#### Records for the exercise ####
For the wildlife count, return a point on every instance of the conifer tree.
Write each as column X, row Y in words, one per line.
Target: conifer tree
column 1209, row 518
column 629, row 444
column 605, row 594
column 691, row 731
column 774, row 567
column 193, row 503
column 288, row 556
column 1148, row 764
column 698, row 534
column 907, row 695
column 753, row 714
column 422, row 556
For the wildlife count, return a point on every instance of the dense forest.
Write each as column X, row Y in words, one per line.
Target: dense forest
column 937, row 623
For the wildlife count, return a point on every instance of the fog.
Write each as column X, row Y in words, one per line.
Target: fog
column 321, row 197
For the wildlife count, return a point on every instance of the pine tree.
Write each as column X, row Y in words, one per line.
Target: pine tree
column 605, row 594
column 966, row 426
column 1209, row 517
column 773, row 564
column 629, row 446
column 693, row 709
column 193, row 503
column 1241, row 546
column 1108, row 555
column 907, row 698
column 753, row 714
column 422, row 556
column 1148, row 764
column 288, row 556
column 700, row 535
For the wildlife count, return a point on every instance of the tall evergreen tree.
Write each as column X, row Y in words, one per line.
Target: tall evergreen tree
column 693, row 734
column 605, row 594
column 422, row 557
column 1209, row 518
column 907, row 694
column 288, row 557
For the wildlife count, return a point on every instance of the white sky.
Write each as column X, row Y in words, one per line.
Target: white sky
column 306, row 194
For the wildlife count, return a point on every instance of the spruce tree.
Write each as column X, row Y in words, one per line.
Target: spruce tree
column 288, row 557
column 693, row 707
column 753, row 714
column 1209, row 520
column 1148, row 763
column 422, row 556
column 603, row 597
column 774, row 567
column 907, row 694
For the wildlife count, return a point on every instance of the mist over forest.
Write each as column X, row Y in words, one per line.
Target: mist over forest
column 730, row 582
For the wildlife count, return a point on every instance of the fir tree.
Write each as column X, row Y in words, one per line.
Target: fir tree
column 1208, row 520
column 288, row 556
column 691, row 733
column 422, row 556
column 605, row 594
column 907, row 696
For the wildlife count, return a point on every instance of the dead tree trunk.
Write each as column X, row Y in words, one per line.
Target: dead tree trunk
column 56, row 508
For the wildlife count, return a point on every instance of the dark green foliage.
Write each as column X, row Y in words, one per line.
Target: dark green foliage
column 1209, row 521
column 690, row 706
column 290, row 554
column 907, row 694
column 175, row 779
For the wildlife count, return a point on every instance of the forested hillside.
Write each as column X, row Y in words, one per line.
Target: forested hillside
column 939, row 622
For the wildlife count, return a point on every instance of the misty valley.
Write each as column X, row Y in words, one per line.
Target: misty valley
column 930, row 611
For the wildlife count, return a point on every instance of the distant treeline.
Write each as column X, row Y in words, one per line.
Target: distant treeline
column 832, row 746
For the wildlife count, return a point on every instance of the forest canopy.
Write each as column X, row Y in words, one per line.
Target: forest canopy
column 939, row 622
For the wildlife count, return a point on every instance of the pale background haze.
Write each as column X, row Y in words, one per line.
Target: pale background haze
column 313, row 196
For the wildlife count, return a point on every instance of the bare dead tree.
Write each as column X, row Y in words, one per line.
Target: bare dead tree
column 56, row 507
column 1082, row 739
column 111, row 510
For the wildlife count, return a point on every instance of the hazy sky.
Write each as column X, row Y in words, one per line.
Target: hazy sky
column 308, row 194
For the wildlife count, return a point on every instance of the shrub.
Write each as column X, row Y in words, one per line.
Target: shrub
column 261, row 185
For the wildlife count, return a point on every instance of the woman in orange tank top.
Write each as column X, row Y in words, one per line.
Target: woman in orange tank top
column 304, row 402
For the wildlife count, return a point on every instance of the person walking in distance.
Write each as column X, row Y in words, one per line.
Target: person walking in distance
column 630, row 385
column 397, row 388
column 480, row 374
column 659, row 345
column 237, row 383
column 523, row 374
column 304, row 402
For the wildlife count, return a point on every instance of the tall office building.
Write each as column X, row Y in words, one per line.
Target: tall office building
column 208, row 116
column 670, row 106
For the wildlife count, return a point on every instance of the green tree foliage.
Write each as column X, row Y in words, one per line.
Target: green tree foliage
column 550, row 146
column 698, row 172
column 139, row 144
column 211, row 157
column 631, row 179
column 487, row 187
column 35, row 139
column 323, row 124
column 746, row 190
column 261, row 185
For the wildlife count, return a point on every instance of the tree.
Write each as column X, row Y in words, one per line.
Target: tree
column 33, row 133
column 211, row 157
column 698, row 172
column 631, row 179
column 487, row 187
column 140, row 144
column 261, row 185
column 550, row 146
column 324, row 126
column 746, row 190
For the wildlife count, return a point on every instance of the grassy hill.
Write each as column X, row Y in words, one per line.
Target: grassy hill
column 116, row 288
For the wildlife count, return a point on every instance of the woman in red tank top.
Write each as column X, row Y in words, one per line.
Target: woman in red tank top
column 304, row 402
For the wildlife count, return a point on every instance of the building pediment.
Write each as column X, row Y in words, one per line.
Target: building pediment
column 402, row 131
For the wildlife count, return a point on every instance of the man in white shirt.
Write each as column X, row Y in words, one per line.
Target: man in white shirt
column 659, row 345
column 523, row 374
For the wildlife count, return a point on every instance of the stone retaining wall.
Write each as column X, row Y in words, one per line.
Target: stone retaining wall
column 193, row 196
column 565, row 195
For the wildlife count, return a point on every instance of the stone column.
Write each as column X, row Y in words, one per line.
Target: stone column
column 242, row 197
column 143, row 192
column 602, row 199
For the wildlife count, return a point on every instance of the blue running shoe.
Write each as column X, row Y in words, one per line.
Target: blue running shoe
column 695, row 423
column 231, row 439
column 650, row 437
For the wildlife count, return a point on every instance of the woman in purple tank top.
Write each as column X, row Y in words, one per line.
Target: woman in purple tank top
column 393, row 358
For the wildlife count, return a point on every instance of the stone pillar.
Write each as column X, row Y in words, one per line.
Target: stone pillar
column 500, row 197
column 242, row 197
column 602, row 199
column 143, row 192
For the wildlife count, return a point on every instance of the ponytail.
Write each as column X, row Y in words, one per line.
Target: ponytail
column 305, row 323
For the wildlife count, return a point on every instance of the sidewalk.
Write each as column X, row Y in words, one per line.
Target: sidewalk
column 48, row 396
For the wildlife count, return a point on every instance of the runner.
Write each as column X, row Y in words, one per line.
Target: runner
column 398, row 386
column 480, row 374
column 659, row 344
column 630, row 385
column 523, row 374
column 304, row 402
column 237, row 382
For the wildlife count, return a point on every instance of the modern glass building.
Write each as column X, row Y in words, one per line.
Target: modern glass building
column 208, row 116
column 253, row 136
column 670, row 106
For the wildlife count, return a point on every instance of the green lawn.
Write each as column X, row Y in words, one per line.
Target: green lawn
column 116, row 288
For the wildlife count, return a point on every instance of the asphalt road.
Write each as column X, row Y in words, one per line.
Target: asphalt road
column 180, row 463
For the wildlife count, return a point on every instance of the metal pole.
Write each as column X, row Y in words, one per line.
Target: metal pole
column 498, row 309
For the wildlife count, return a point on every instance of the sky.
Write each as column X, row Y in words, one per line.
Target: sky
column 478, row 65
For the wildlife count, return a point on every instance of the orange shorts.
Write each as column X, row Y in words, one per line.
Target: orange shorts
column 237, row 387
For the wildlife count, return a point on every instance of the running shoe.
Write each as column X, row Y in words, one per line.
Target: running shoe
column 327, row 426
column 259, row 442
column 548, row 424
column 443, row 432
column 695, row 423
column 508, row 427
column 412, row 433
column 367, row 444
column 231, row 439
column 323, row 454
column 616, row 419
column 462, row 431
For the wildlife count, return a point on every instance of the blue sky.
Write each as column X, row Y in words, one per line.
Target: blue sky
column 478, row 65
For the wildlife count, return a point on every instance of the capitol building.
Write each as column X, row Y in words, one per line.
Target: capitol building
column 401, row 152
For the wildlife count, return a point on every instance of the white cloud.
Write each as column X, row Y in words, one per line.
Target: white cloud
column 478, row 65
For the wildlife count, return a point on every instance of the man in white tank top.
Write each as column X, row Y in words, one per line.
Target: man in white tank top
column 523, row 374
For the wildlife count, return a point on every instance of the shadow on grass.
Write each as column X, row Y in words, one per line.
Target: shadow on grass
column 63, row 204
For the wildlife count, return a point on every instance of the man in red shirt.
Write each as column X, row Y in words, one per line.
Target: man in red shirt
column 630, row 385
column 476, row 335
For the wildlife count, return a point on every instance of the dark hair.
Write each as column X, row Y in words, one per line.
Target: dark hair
####
▸ **Problem requirements**: Rewrite the lines starting at the one containing "of the tree." and ending at the one containing "column 140, row 144", swapping "wildlife count" for "forest survey" and leaving everything else unchanged.

▸ **Reply**:
For the forest survey, return a point on every instance of the tree.
Write each as column X, row Y in words, one per line.
Target: tree
column 33, row 133
column 211, row 157
column 698, row 172
column 631, row 179
column 487, row 187
column 140, row 144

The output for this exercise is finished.